▶ Problem description
Give back each entry word for word, but drop the images.

▶ Dataset excerpts
%%

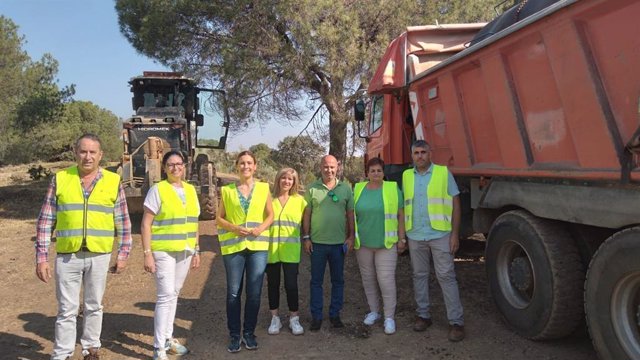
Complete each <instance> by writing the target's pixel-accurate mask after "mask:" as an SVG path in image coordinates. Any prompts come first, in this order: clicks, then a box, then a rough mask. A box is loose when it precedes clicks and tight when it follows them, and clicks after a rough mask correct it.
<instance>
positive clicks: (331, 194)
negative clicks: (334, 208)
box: [327, 190, 338, 202]
mask: <svg viewBox="0 0 640 360" xmlns="http://www.w3.org/2000/svg"><path fill="white" fill-rule="evenodd" d="M327 196H329V197H330V198H331V200H333V202H338V195H336V193H334V192H333V190H330V191H329V192H328V193H327Z"/></svg>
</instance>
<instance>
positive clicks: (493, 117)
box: [355, 0, 640, 359]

%%

▶ Answer section
Complete each <instance> by writing the target's pixel-accurate mask after "mask:" as an SVG path in image coordinates. Any prompts come first, in this order: clicks, then a box, then a rough mask. A box is loose when it precedes clicks and tight when it follows them, and clicks after a rough mask correct it.
<instance>
positive clicks: (331, 194)
negative clicks: (334, 208)
box: [327, 190, 338, 202]
mask: <svg viewBox="0 0 640 360" xmlns="http://www.w3.org/2000/svg"><path fill="white" fill-rule="evenodd" d="M327 196H329V197H330V198H331V200H333V202H338V195H336V193H334V192H333V190H330V191H329V192H328V193H327Z"/></svg>
</instance>
<instance>
positive clicks: (493, 117)
box: [355, 0, 640, 359]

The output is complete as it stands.